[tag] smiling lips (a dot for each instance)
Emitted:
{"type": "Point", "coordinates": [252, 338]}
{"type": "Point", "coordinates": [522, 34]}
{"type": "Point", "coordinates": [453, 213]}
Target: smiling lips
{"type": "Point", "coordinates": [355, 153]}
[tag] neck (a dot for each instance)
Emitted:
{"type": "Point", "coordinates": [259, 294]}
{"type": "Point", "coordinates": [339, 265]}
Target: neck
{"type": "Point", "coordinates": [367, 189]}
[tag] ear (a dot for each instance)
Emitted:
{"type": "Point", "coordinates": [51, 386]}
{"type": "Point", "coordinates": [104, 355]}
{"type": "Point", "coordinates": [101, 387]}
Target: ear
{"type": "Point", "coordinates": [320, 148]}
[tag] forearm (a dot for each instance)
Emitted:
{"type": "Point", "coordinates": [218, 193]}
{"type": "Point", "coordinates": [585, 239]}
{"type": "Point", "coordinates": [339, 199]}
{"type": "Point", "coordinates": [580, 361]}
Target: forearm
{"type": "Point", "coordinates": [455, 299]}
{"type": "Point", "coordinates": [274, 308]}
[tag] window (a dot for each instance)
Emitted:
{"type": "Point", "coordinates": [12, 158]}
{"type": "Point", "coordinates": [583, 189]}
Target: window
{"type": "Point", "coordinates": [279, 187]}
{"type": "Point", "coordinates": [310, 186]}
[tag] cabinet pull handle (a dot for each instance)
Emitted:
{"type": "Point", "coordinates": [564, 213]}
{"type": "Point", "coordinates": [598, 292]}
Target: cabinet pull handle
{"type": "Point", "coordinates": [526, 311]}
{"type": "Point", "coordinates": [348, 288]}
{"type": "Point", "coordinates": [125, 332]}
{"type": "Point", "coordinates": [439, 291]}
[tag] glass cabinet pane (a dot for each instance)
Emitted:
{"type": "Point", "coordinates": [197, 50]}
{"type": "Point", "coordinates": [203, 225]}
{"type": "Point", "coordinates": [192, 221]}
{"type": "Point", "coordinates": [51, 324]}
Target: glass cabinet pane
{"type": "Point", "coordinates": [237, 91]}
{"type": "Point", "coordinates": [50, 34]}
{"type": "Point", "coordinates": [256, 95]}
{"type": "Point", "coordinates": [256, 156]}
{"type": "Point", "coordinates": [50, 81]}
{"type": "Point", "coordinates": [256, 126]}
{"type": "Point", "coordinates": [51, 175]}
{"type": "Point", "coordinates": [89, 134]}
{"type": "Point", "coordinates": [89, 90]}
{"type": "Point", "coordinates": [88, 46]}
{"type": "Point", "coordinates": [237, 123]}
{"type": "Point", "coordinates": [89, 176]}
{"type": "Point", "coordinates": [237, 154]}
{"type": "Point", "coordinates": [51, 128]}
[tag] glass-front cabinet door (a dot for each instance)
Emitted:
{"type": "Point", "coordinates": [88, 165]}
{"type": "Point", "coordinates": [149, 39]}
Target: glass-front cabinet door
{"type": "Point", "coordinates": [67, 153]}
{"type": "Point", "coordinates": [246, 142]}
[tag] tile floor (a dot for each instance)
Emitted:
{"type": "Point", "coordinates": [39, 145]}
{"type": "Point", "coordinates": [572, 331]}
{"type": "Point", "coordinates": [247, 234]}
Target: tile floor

**TASK PROMPT**
All of the data needs to be printed once more, exactly.

**EXPECTED OUTPUT**
[tag] smiling lips (a dot for each instance)
Emitted:
{"type": "Point", "coordinates": [252, 338]}
{"type": "Point", "coordinates": [522, 34]}
{"type": "Point", "coordinates": [453, 213]}
Target: smiling lips
{"type": "Point", "coordinates": [355, 153]}
[tag] neck (a dot for each instance)
Emitted:
{"type": "Point", "coordinates": [259, 294]}
{"type": "Point", "coordinates": [339, 265]}
Target: neck
{"type": "Point", "coordinates": [367, 189]}
[tag] ear (a dot for each instance)
Emitted:
{"type": "Point", "coordinates": [51, 386]}
{"type": "Point", "coordinates": [104, 355]}
{"type": "Point", "coordinates": [101, 387]}
Target: ear
{"type": "Point", "coordinates": [320, 148]}
[tag] forearm (a dot for each instance)
Emitted:
{"type": "Point", "coordinates": [218, 193]}
{"type": "Point", "coordinates": [585, 239]}
{"type": "Point", "coordinates": [339, 199]}
{"type": "Point", "coordinates": [580, 361]}
Target: forearm
{"type": "Point", "coordinates": [455, 299]}
{"type": "Point", "coordinates": [274, 308]}
[tag] window (a dot for each instance)
Emitted:
{"type": "Point", "coordinates": [12, 158]}
{"type": "Point", "coordinates": [583, 189]}
Target: window
{"type": "Point", "coordinates": [279, 187]}
{"type": "Point", "coordinates": [310, 186]}
[tag] cabinet pull handle (a dot for each instance)
Emitted:
{"type": "Point", "coordinates": [564, 213]}
{"type": "Point", "coordinates": [598, 292]}
Target: cabinet pull handle
{"type": "Point", "coordinates": [526, 311]}
{"type": "Point", "coordinates": [348, 288]}
{"type": "Point", "coordinates": [125, 332]}
{"type": "Point", "coordinates": [439, 291]}
[tag] glass cabinet pane (a dot for each instance)
Emitted:
{"type": "Point", "coordinates": [197, 50]}
{"type": "Point", "coordinates": [203, 225]}
{"type": "Point", "coordinates": [192, 221]}
{"type": "Point", "coordinates": [51, 324]}
Target: glass cabinet pane
{"type": "Point", "coordinates": [237, 91]}
{"type": "Point", "coordinates": [50, 34]}
{"type": "Point", "coordinates": [256, 95]}
{"type": "Point", "coordinates": [256, 156]}
{"type": "Point", "coordinates": [50, 81]}
{"type": "Point", "coordinates": [256, 126]}
{"type": "Point", "coordinates": [51, 175]}
{"type": "Point", "coordinates": [89, 134]}
{"type": "Point", "coordinates": [89, 90]}
{"type": "Point", "coordinates": [88, 46]}
{"type": "Point", "coordinates": [237, 123]}
{"type": "Point", "coordinates": [89, 176]}
{"type": "Point", "coordinates": [237, 154]}
{"type": "Point", "coordinates": [51, 128]}
[tag] glass-front cabinet door (a dot for each instance)
Emitted:
{"type": "Point", "coordinates": [88, 165]}
{"type": "Point", "coordinates": [149, 39]}
Target: glass-front cabinet door
{"type": "Point", "coordinates": [67, 153]}
{"type": "Point", "coordinates": [246, 142]}
[tag] tile floor (a dot for each instance)
Emitted:
{"type": "Point", "coordinates": [39, 145]}
{"type": "Point", "coordinates": [572, 331]}
{"type": "Point", "coordinates": [247, 234]}
Target: tile floor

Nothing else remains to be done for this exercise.